Task goal: The exercise asks for every line of the data to be reproduced exactly.

Referring expression pointing data:
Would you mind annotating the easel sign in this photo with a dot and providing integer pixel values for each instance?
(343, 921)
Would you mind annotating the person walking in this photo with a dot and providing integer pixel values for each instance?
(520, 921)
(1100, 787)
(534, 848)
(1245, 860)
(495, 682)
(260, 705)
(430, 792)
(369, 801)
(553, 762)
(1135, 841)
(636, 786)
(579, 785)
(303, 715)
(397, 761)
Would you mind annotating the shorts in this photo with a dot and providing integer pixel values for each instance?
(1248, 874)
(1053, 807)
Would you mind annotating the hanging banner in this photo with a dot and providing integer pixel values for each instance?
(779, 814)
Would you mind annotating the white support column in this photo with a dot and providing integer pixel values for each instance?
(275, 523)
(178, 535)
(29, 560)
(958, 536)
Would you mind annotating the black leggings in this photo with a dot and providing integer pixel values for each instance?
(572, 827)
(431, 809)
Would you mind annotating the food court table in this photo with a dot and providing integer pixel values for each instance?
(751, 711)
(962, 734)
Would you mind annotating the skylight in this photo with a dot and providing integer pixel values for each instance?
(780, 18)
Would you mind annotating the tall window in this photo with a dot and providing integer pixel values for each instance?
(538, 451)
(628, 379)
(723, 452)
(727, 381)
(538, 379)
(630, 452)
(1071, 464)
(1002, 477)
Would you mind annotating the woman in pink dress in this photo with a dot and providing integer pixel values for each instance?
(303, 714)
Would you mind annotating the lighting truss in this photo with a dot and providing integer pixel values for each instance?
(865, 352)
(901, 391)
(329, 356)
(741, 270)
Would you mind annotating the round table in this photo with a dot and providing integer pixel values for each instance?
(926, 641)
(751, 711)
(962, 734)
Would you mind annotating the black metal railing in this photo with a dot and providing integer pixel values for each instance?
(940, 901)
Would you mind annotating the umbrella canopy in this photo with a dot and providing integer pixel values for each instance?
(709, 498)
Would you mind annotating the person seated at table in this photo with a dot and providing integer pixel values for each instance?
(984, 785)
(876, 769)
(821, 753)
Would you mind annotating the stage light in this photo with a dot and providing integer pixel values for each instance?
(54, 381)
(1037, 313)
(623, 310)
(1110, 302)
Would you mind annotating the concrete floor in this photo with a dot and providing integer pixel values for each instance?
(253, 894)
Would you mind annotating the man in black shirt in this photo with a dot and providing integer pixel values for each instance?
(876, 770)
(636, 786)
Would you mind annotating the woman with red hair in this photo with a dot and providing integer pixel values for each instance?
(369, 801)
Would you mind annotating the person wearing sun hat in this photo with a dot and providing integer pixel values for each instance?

Written solution:
Would you mind annotating the easel sign in this photo with a dot and providing integer pixel values for each instance?
(343, 921)
Would you mind annotating the person walking in this photo with a dot and providing integer pixel values for each instance?
(520, 921)
(1100, 787)
(534, 848)
(1245, 860)
(495, 682)
(260, 705)
(430, 792)
(369, 801)
(553, 762)
(1135, 841)
(636, 786)
(579, 785)
(303, 715)
(397, 761)
Would you mind annotating the shorts in this photo with a dot and providing integer pixel values for each instance?
(1248, 874)
(1053, 807)
Would you mind annotating the hanging banner in this photo with a dot and providing integer pixel values for each instance?
(779, 814)
Would you mind annotating the white support column in this photo with a dot and providing integer pixel values for each instance?
(275, 523)
(178, 535)
(29, 560)
(958, 536)
Would you mind annotating the black leggings in this photo with a dot and providing integer pixel values for each instance?
(572, 827)
(431, 809)
Would you mind annotating the food court table in this photo with a dot and providing integer pixel values for each instance?
(751, 711)
(962, 734)
Would you mind annotating the skylight in this photo with a dot and providing integer pixel values for each instance?
(780, 18)
Would you mind annotating the tall window in this photo with a dot and providing integer pixel values for each instance?
(538, 451)
(628, 379)
(723, 452)
(727, 381)
(538, 379)
(630, 452)
(1071, 464)
(1002, 477)
Would you mind annotating the woman in pink dress in this photo with a dot and providing integer pixel values for each instance?
(303, 714)
Would you mind annotating the lighting truss in this photo with a dot and providing integer pixel values for each instance?
(865, 352)
(901, 391)
(329, 356)
(741, 270)
Would you mind annotating the round table in this photo with a dot and providing integer pixel values for each instance?
(926, 641)
(751, 711)
(962, 734)
Would you mind annotating the black metal railing in this photo with a dot and providing integer pixel values for each instance?
(940, 901)
Would you mind annotating the umbrella canopy in this photo with a dot and providing integer pixel values for each instance?
(709, 498)
Would you mind annotating the person seated at table in this photo with a dot and providing integer pixel values for each instance?
(984, 785)
(876, 769)
(821, 753)
Would you mind annotating the stage light in this photo with a dot and providing integer pixel values for each instance?
(54, 381)
(1037, 313)
(623, 310)
(1110, 302)
Would you mind annotating the concrete floor in this photo with a dot and providing integer pixel values for each instance?
(253, 894)
Would you mind annotating the man in black shirt in this photo with a dot and providing integer pixel values for each instance?
(876, 770)
(636, 786)
Would you mind annotating the woman with red hair in this photo with a dot and providing integer pixel values for each instance?
(369, 801)
Would you mind annotating the person wearing sun hat in this photo with a dot and providing integer pixel values for each instance?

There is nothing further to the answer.